Задание A: В каком своем произведении Руссо признается, что он не прочь, чтобы его отшлепали? Ответ дайте по фрагменту текста о пристрастии англичан к порке.
Задание B: Допишите фрагмент текста о пристрастии англичан к порке, начав сразу после его последнего предложения.

Разобраться, откуда такая потребность, довольно непросто. Человек посторонний, вероятно, ничего не вынесет из суждения одного средневекового путешественника об Англии, заметившего, что «англичане получают удовольствие от печали». Англичане далеко не единственные, кто увлекается этим, — в том, что он не прочь, чтобы его отшлепали, признается в своей «Исповеди» Руссо, — но называть это стали le vice anglais. Загляните в любую телефонную будку в центре Лондона и вы найдете полдюжины визитных карточек проституток, в которых без тени смущения предлагается телесное наказание. Один голландский торговец порнографией как-то поведал писателю Полу Феррису, что «суперспециализация англичан — это порка. Говорят, трахаться в Англии не разрешается, а пороть — пожалуйста». Ведется это, конечно, издавна: хлыст можно увидеть на стене комнаты проститутки Молль, изображенной на третьем листе серии гравюр Хогарта «Карьера проститутки». Англичанами написано множество литературных произведений на эту тему с такими названиями, как «Роман о порке». В XIX веке исключительно на флагелляции специализировались целые бордели. Англичане даже изобрели машину, с помощью которой можно было одновременно высечь нескольких человек.

Входные данные:
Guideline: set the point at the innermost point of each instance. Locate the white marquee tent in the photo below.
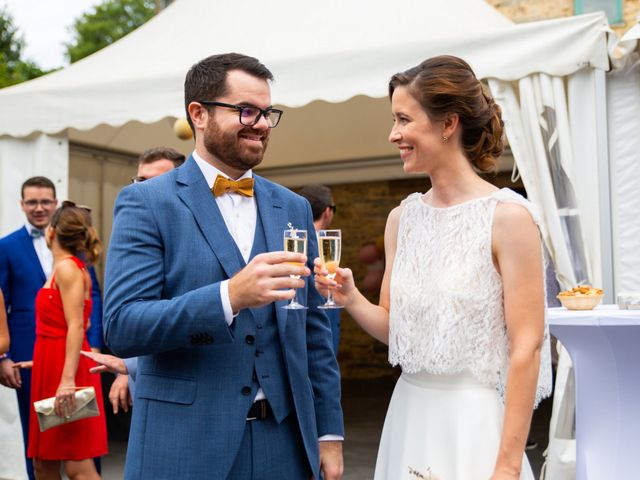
(571, 126)
(332, 61)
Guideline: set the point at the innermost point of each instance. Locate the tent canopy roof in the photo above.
(331, 50)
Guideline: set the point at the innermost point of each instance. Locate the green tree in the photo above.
(13, 69)
(106, 23)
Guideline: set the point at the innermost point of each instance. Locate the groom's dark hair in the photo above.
(207, 79)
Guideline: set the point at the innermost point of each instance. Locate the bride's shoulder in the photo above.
(514, 207)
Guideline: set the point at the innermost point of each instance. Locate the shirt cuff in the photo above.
(226, 302)
(132, 366)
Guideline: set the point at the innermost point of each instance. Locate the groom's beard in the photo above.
(231, 149)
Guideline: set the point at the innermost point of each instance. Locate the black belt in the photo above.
(260, 410)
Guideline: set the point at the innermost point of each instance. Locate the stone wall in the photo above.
(362, 210)
(521, 11)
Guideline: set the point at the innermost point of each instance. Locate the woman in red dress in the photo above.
(63, 307)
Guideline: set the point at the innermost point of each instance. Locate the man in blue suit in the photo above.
(25, 264)
(229, 384)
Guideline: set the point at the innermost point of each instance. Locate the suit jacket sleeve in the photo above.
(4, 274)
(140, 318)
(323, 366)
(94, 334)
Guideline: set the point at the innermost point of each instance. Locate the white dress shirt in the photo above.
(42, 251)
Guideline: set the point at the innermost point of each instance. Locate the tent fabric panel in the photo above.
(126, 82)
(623, 102)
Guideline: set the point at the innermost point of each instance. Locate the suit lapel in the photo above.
(194, 192)
(30, 251)
(274, 220)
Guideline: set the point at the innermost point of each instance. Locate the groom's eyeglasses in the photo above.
(249, 114)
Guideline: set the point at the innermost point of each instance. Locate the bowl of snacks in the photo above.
(582, 297)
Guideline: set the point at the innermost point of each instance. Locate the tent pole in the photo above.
(604, 186)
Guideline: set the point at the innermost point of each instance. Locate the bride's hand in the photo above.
(342, 286)
(501, 475)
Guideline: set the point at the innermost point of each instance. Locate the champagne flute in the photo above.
(330, 246)
(295, 241)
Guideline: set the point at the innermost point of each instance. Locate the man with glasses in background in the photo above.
(229, 384)
(156, 161)
(25, 265)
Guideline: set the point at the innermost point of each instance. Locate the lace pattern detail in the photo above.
(446, 312)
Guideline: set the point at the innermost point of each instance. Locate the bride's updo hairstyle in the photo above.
(446, 84)
(74, 232)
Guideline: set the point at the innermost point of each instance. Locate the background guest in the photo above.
(63, 307)
(25, 265)
(323, 209)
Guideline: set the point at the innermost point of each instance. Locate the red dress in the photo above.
(86, 438)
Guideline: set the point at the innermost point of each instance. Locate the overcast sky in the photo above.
(43, 25)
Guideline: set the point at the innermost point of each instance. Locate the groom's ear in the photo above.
(199, 115)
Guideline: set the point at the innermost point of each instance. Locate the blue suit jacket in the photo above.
(21, 276)
(169, 252)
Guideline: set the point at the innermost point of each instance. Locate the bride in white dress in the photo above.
(462, 300)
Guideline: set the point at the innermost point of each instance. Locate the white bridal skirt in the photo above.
(12, 464)
(442, 427)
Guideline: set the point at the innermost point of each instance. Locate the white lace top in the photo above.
(446, 312)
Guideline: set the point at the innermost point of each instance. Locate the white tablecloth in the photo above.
(604, 345)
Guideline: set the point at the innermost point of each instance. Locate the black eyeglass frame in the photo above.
(263, 112)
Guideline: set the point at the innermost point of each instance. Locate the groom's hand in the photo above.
(331, 463)
(266, 279)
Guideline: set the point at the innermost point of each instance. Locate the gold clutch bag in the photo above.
(86, 407)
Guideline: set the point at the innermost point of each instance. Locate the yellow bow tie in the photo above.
(224, 185)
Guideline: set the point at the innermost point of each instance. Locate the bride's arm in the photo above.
(374, 319)
(518, 254)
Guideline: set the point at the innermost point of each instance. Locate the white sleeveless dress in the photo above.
(448, 333)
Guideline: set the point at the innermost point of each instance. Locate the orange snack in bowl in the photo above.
(582, 291)
(582, 297)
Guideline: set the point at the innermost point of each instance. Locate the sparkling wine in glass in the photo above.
(295, 241)
(330, 246)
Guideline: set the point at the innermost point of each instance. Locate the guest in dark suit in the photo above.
(25, 264)
(229, 385)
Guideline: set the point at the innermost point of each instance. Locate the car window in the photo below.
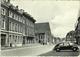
(66, 44)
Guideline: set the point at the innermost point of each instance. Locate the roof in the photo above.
(28, 16)
(42, 27)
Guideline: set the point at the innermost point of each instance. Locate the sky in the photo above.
(62, 15)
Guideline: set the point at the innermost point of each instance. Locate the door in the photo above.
(3, 39)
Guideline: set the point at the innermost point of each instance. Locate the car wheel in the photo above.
(74, 49)
(57, 50)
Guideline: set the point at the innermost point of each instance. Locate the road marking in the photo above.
(20, 48)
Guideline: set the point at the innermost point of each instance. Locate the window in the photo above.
(9, 25)
(3, 24)
(3, 11)
(10, 14)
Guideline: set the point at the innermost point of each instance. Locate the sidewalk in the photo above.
(23, 46)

Ответ A: В своей «Исповеди».

Ответ B:
Иностранных визитеров это увлечение смущало, и время от времени высказывались суждения, что подобное изначально практиковали англосаксы или что это результат чрезмерного увлечения англичан мясом. Традиционно считалось, что это увлечение высших слоев среднего класса развивалось у мальчиков в убогих викторианских школах-пансионах, где порка была основным средством устрашения. «Где же орудия наслаждения? — спрашивает мужчина у любовницы в романе «Ценитель искусства» Томаса Шэдвелла. — Я настолько привык к ним в Вестминстерской школе, что до сих пор не могу без них… Не жалей сил. Я так люблю, когда меня наказывают». (Доктора Басби, одного из директоров Вестминстера в XVII веке, «флагеллянты считали, возможно, лучшим экспертом по обращению с розгой, которого только знала Англия». Школа сия внесла еще один великий вклад в эту забаву: среди ее выпускников числится Джон Клеланд, автор «Фанни Хилл», описания порок в которой в значительной мере послужили распространению представления о том, что англичанам страшно нравится, когда их лупят.) Авторы викторианских порнографических рассказов о порках, конечно, подписывались такими именами, как Итонец или Старый Школьный Приятель, говорившими, что эти истории написаны теми, кого самих пороли в школе, и предназначены для таковых.
Несомненным фактом является и то, что регулярные встречи любителей порки проходят в «Мьюрской академии», клубе английских фетишистов, расположенном, представьте себе, в Хэрфорде, и являются они туда в специально пошитой школьной форме.
Я по наивности вообразил, что на самом деле это игра, в которой женщины лишь делают вид, что устраивают болезненную порку, а жертвы воображают себя озорниками-школьниками. Но банкир сказал, что я неправ: «Без боли все теряет смысл: с таким успехом можно лупить и диван».